>> BEGIN

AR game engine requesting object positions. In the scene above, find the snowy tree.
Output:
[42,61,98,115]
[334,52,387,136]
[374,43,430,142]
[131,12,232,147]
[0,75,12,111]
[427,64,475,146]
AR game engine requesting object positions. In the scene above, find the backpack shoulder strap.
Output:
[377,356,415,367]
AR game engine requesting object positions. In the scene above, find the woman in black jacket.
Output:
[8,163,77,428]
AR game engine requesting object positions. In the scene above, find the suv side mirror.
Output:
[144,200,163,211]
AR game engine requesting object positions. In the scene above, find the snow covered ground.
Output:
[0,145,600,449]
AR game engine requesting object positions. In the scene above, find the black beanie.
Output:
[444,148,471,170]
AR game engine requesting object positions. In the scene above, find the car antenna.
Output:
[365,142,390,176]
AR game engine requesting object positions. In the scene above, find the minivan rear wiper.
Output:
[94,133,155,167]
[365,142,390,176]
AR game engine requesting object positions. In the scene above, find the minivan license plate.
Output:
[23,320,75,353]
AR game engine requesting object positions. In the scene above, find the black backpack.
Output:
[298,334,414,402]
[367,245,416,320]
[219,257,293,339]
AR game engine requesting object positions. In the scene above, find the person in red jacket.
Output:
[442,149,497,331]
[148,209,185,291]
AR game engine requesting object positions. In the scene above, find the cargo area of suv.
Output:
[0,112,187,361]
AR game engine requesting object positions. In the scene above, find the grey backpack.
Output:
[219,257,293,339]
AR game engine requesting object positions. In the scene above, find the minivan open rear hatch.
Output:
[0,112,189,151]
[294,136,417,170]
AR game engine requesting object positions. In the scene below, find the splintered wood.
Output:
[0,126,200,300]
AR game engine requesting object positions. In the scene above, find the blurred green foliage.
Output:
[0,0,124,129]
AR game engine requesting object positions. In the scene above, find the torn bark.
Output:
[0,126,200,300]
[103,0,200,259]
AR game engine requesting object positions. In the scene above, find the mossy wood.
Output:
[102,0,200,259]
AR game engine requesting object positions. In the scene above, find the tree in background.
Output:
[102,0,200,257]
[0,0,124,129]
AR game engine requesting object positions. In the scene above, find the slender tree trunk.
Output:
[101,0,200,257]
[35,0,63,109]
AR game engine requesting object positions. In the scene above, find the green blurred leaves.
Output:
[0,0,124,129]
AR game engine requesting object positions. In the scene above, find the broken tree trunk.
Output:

>> END

Work to be completed: Pick out every line above that contains the string "black" and copy each one in full. Case counts.

Solution to the problem:
AR game engine requesting object positions. In the scene above, find the woman in black jacket.
AR game engine requesting object positions. In the scene above, find the black beanie.
AR game engine requesting object positions. In the scene above, find the black backpack.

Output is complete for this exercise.